Quote every one of the entries below verbatim, keeping each line as it stands.

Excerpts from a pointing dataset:
-- BEGIN --

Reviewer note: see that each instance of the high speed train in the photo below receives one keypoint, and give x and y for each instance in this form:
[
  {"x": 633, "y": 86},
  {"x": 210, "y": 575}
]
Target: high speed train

-- END --

| Exercise solution |
Reviewer note: see that each instance of the high speed train in the photo below receives one keypoint, and give x and y for each instance in this form:
[
  {"x": 633, "y": 86},
  {"x": 210, "y": 575}
]
Target: high speed train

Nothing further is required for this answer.